- **EXTRACT**
◆ ◆ ◆ ◆ ◆ ◆ ◆

The greening of a street festival
Cheryl Revkin was sweating. She wore a white jumpsuit, green bonnet and 500 plastic bags covering her body as she stood in the middle of Sunset Junction Street Fair on Saturday.
But Revkin, president of the Silver Lake Chamber of Commerce and a member of its Green Committee, was smiling as she walked through the crowd talking to people.
“I definitely feel like the message is getting out,” Revkin said. In her hand she held a green sign that said “1 year, 1 shopper, 500 bags” -- the average number of plastic bags a person uses in a year. Others also wore the costume.
The 28th annual Silver Lake street fair was also the first attempt by the community’s roughly year-old Green Committee to present a more eco-friendly event.
The group’s Zero Waste booth housed recycling bins and a compost bin, and its members handed out reusable bags, compostable food containers made of sugar cane pulp and potatoes, coffee mugs and energy-efficient light bulbs. The items sat next to white chairs with the words “Think Before You Toss” scrawled onto them.
In June, Green Committee members contacted the 20 food and drink vendors who planned to have booths at the fair, encouraging them to switch from polystyrene and plastic carry-out containers to biodegradable options. Two of the 20 agreed; many had already bought supplies for the year. About 10 of the 30 restaurants along the streets also joined in the effort.
“There are two vendors that responded to us this year, but I’m predicting by next year we’ll have 50% doing it,” Revkin said.
Bob Barrett and his brother Bill, of Huntington Beach, were the two vendors who agreed to join in the effort. Their businesses, Barrett’s Lemonade and Foods and Mr. Goodburnz Foods, have been composting and recycling at various fairs for the last five to six years, said Bob Barrett, who heads Goodburnz, a bacon-wrapped hot dog business.
“We’re using all paper products, no foil, no Styrofoam or anything like that, no plastics,” Bob Barrett said.
On Santa Monica Boulevard at one of Bill Barrett’s eight lemonade booths, Cameron McDonald served customers in cups made from corn oil. (“In the sun they’ll melt really fast,” he said. “They’re very biodegradable.”) A small green and white sign that read “Sunset Junction green vendor” topped the booth.

◆ ◆ ◆ ◆ ◆ ◆ ◆

- **TASKS FOR THIS EXERCISE**
**a.** Summarize the street fair article in two sentences.
**b.** Set down the stretch of the street fair article from "In June, Green" through "hot dog business.".
**c.** According to the street fair article, what were the cups at Bill Barrett's lemonade booth made from?
Rely on the street fair article alone.

- **EXCERPTED DATA**
◆ ◆ ◆ ◆ ◆ ◆ ◆

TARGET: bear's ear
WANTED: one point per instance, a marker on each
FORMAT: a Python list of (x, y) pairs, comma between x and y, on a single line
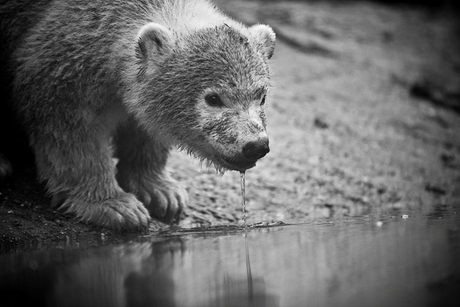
[(154, 44), (264, 37)]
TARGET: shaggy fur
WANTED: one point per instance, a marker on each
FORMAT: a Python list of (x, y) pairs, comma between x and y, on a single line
[(94, 80)]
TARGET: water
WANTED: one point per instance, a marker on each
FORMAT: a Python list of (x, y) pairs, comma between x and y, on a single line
[(243, 196), (409, 259)]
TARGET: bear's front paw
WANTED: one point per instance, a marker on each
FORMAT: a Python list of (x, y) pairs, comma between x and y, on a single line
[(163, 197), (123, 212)]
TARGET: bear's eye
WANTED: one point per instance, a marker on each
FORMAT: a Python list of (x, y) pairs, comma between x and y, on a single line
[(213, 100), (262, 102)]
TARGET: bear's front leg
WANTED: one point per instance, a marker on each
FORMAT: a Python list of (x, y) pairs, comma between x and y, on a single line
[(79, 170), (142, 171)]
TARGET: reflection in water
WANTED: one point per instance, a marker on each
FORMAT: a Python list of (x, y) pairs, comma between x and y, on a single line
[(390, 261)]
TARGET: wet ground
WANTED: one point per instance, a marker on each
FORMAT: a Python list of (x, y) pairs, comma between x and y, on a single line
[(408, 260), (364, 130)]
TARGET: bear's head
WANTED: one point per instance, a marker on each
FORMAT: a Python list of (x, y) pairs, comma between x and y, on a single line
[(206, 91)]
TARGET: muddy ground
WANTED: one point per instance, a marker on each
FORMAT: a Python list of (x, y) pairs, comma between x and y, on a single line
[(364, 119)]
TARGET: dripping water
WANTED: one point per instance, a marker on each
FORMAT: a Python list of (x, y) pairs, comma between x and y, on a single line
[(243, 195)]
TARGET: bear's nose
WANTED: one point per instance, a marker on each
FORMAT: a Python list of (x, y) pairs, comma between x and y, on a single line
[(256, 149)]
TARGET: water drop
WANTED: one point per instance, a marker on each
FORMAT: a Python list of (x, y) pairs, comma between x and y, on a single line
[(243, 195)]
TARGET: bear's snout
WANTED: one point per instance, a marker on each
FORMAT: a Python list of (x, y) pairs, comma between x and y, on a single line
[(255, 150)]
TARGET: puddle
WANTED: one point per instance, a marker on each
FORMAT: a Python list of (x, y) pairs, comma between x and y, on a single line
[(401, 260)]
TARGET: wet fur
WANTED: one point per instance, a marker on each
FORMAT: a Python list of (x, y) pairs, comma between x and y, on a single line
[(94, 80)]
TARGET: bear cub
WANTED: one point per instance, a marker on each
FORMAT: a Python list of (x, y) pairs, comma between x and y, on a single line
[(104, 89)]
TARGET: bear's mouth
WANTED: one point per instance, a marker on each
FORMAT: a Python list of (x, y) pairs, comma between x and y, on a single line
[(237, 164)]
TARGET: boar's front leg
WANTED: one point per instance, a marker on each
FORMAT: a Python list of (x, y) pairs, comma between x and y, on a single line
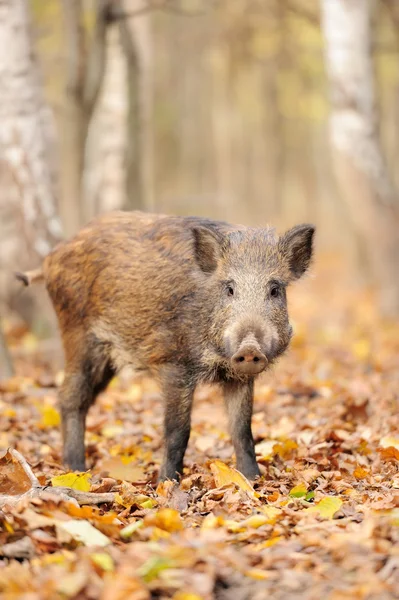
[(84, 380), (178, 393), (239, 402)]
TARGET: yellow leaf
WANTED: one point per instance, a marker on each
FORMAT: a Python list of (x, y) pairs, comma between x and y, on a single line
[(9, 412), (50, 416), (212, 522), (103, 560), (225, 475), (299, 491), (110, 431), (327, 507), (255, 521), (271, 512), (127, 532), (119, 468), (388, 441), (360, 473), (361, 349), (285, 448), (258, 574), (76, 481), (264, 450), (186, 596), (166, 519), (84, 532)]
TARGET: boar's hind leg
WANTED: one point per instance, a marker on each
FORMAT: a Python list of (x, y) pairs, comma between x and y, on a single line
[(239, 401), (83, 382), (178, 396)]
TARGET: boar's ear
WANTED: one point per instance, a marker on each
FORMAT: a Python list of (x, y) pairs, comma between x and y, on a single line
[(207, 247), (296, 245)]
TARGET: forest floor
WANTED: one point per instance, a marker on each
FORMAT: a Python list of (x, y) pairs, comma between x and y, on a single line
[(322, 522)]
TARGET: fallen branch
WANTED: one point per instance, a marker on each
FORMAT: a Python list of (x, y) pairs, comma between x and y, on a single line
[(67, 494)]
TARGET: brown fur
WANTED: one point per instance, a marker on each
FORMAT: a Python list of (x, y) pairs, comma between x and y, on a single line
[(150, 291)]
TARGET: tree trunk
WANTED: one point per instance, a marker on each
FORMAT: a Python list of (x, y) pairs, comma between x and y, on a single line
[(85, 71), (6, 366), (358, 158), (27, 135), (105, 162), (136, 37)]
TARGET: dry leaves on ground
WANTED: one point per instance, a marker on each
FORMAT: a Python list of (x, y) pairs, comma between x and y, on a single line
[(322, 522)]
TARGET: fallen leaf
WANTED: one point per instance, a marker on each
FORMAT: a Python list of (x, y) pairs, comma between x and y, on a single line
[(360, 472), (84, 532), (167, 519), (127, 532), (122, 470), (76, 481), (327, 507), (13, 479), (103, 560), (225, 475), (389, 453), (153, 567), (299, 491), (389, 441), (50, 416)]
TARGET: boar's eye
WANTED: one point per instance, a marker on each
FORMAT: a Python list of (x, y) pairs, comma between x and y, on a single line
[(230, 289), (275, 290)]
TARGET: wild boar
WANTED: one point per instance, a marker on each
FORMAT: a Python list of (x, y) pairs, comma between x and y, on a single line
[(185, 299)]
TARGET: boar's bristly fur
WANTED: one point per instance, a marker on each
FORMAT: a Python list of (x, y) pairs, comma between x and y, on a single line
[(187, 300)]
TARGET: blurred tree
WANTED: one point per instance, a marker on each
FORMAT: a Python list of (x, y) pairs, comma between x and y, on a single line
[(29, 223), (358, 157), (136, 37), (6, 366), (85, 56)]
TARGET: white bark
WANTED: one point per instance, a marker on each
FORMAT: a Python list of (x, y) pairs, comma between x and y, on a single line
[(136, 36), (27, 136), (105, 168), (358, 158)]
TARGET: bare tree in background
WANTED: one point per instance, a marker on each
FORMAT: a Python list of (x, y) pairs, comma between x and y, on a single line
[(85, 56), (90, 56), (29, 224), (6, 366), (358, 157), (27, 134), (136, 39)]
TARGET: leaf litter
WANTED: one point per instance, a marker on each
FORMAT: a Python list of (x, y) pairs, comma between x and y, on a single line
[(322, 521)]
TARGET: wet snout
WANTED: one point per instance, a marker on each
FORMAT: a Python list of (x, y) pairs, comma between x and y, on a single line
[(249, 359)]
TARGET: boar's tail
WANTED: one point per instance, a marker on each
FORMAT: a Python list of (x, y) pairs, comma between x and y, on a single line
[(30, 276)]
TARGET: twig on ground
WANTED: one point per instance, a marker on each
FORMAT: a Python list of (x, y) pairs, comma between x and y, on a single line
[(37, 490)]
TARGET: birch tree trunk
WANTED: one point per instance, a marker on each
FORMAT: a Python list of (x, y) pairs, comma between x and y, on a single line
[(85, 70), (6, 366), (136, 37), (105, 175), (28, 177), (358, 158)]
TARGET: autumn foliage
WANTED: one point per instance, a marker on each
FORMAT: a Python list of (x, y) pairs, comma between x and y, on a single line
[(322, 522)]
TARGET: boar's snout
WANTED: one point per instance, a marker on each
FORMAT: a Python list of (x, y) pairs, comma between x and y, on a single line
[(249, 359)]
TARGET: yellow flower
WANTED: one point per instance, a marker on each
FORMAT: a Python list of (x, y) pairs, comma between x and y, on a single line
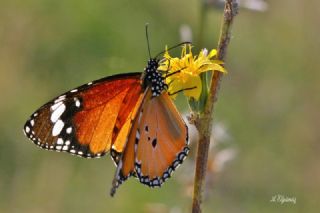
[(183, 74)]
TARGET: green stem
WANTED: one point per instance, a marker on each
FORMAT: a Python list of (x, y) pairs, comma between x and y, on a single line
[(203, 121)]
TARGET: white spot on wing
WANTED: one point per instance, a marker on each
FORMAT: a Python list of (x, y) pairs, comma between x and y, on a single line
[(77, 102), (57, 113), (57, 128), (69, 130), (60, 141), (60, 98), (56, 105)]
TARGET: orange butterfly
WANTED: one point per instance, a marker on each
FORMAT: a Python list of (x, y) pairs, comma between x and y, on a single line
[(131, 115)]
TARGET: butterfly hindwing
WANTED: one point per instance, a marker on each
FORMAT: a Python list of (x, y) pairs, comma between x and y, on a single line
[(162, 134), (87, 120), (156, 145)]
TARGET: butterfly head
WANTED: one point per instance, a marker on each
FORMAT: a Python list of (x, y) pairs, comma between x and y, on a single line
[(153, 77)]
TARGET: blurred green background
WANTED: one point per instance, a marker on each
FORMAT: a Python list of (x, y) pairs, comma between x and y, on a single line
[(269, 102)]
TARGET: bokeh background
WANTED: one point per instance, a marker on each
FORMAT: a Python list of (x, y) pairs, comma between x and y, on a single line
[(268, 107)]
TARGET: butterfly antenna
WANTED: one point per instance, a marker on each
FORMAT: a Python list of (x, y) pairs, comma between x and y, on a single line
[(147, 36), (175, 46)]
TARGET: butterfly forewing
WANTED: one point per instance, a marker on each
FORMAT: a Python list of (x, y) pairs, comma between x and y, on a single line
[(87, 120)]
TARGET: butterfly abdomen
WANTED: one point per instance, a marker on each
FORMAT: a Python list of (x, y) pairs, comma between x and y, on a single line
[(153, 78)]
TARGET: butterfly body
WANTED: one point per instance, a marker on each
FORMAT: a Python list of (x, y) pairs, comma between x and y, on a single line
[(130, 115)]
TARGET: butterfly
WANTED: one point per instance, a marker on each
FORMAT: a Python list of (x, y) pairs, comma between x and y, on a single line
[(129, 115)]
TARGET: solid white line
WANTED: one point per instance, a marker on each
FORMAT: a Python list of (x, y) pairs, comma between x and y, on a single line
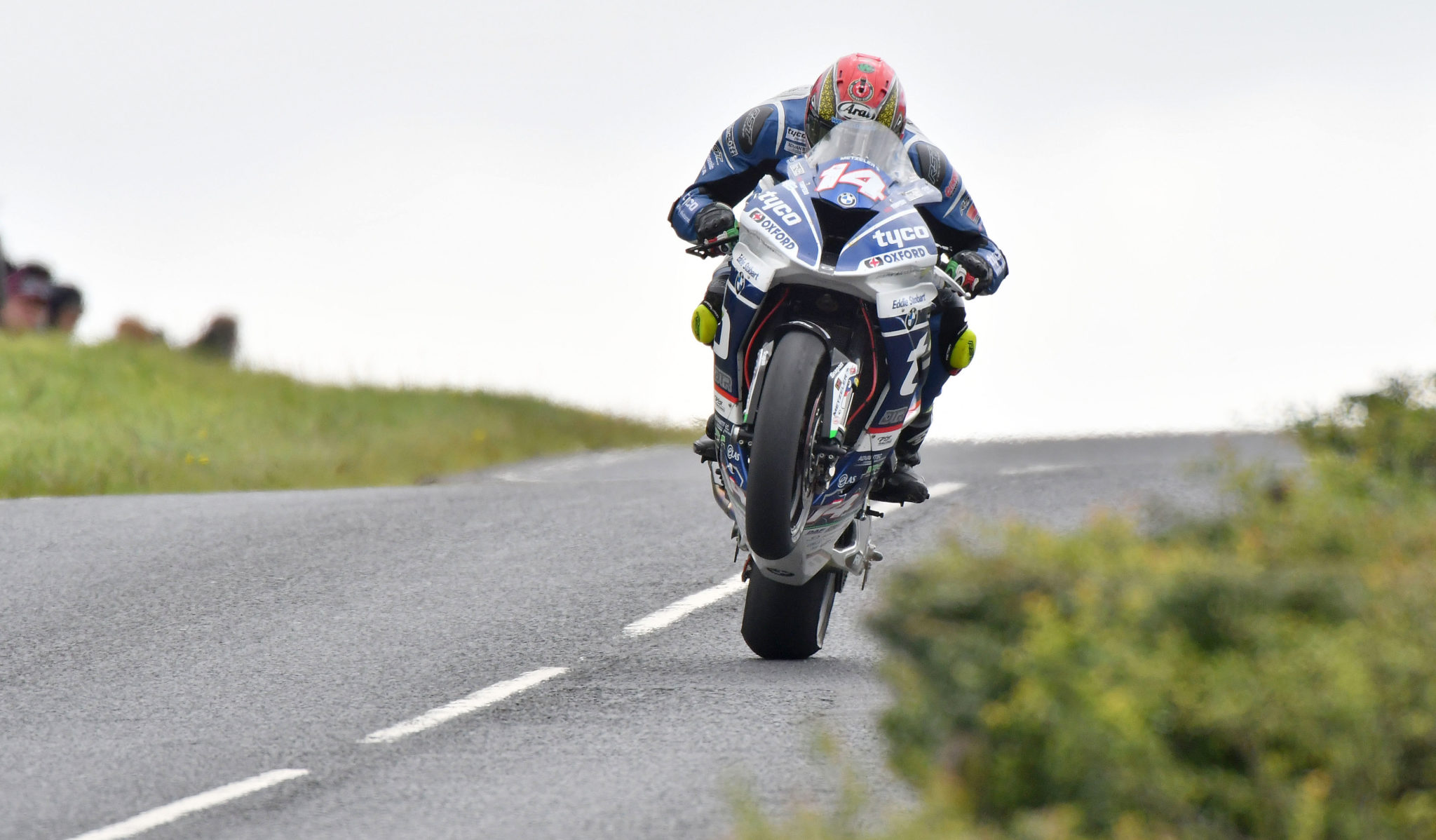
[(172, 812), (1037, 468), (681, 608), (935, 492), (473, 703)]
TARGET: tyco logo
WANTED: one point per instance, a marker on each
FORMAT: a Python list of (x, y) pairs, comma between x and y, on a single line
[(896, 257), (900, 236), (777, 207)]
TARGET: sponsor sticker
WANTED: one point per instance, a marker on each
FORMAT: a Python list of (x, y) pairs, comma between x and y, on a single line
[(890, 416), (774, 230), (896, 257), (901, 234), (855, 111), (952, 186), (794, 140), (909, 301), (774, 204)]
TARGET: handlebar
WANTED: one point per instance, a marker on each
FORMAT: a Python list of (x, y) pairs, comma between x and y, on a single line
[(723, 243), (719, 246)]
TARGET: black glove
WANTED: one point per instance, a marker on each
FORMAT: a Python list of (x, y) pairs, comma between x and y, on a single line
[(712, 220), (978, 273)]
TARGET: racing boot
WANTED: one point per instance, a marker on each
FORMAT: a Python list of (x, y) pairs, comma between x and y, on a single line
[(902, 485), (707, 447)]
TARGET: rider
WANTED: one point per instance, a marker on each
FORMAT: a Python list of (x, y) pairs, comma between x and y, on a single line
[(856, 86)]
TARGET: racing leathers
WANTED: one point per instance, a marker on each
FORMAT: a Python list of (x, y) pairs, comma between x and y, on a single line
[(753, 147)]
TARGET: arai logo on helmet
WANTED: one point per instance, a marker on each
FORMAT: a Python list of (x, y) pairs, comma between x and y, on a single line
[(896, 257)]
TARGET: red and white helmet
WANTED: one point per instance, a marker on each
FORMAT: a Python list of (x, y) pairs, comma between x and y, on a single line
[(856, 86)]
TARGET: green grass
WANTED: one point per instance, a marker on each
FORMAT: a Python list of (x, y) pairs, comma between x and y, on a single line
[(1263, 675), (123, 418)]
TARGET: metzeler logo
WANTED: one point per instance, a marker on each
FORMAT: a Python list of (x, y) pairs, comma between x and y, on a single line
[(896, 257)]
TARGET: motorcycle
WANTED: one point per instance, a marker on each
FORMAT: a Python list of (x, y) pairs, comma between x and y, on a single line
[(819, 363)]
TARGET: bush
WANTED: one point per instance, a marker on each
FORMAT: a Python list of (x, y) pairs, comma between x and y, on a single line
[(1271, 674)]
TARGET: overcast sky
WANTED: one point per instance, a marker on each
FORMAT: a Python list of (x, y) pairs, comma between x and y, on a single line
[(1215, 212)]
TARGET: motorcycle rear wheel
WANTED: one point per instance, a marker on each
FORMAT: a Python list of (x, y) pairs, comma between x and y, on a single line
[(787, 622)]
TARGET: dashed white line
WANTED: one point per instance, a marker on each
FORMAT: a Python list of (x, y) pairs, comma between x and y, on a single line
[(187, 806), (935, 492), (1036, 468), (473, 703), (681, 608)]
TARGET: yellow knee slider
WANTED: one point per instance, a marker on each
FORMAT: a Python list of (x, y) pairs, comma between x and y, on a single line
[(705, 323), (963, 351)]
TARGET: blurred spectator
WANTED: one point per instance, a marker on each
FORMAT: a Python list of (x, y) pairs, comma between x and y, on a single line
[(67, 308), (26, 306), (133, 329), (219, 341)]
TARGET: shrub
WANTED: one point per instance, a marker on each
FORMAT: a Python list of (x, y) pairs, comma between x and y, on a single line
[(1270, 674)]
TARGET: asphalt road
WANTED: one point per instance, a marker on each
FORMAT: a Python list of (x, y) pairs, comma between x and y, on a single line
[(157, 648)]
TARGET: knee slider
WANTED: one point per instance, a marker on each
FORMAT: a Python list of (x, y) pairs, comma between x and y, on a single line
[(705, 323), (963, 351)]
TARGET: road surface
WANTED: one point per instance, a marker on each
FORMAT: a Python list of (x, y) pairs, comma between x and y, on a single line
[(452, 661)]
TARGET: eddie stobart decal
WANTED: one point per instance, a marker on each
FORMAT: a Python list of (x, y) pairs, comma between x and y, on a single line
[(902, 234)]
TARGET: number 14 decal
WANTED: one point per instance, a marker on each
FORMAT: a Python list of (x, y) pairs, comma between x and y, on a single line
[(868, 182)]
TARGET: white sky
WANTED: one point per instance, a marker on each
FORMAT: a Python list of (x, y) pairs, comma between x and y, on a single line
[(1215, 212)]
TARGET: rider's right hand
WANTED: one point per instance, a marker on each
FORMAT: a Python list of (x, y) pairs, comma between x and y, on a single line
[(712, 220)]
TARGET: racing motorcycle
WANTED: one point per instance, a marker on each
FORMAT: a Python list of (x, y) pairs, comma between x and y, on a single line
[(818, 368)]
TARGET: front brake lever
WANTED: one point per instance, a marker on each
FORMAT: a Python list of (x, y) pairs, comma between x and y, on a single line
[(719, 246), (952, 282)]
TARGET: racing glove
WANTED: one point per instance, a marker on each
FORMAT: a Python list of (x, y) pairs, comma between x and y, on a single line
[(712, 220), (973, 272)]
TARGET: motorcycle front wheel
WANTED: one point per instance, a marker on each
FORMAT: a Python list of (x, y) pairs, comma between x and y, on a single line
[(783, 445), (787, 622)]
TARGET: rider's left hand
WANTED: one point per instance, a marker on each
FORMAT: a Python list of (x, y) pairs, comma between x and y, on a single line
[(973, 272)]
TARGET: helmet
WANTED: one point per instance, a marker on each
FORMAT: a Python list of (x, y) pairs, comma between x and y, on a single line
[(856, 86)]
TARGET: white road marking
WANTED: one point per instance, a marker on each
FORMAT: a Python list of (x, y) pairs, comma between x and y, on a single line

◆ ◆ ◆ ◆ ◆ ◆ ◆

- **SOLUTIONS TO THE TASKS**
**a.** The 28th annual Sunset Junction Street Fair in Silver Lake was the Green Committee's first attempt at a more eco-friendly event, with a Zero Waste booth that held recycling and compost bins and handed out items such as reusable bags and energy-efficient light bulbs. Of the 20 food and drink vendors the committee urged to switch to biodegradable containers, two agreed, both run by brothers Bob and Bill Barrett.

**b.**
In June, Green Committee members contacted the 20 food and drink vendors who planned to have booths at the fair, encouraging them to switch from polystyrene and plastic carry-out containers to biodegradable options. Two of the 20 agreed; many had already bought supplies for the year. About 10 of the 30 restaurants along the streets also joined in the effort.
“There are two vendors that responded to us this year, but I’m predicting by next year we’ll have 50% doing it,” Revkin said.
Bob Barrett and his brother Bill, of Huntington Beach, were the two vendors who agreed to join in the effort. Their businesses, Barrett’s Lemonade and Foods and Mr. Goodburnz Foods, have been composting and recycling at various fairs for the last five to six years, said Bob Barrett, who heads Goodburnz, a bacon-wrapped hot dog business.

**c.** Corn oil.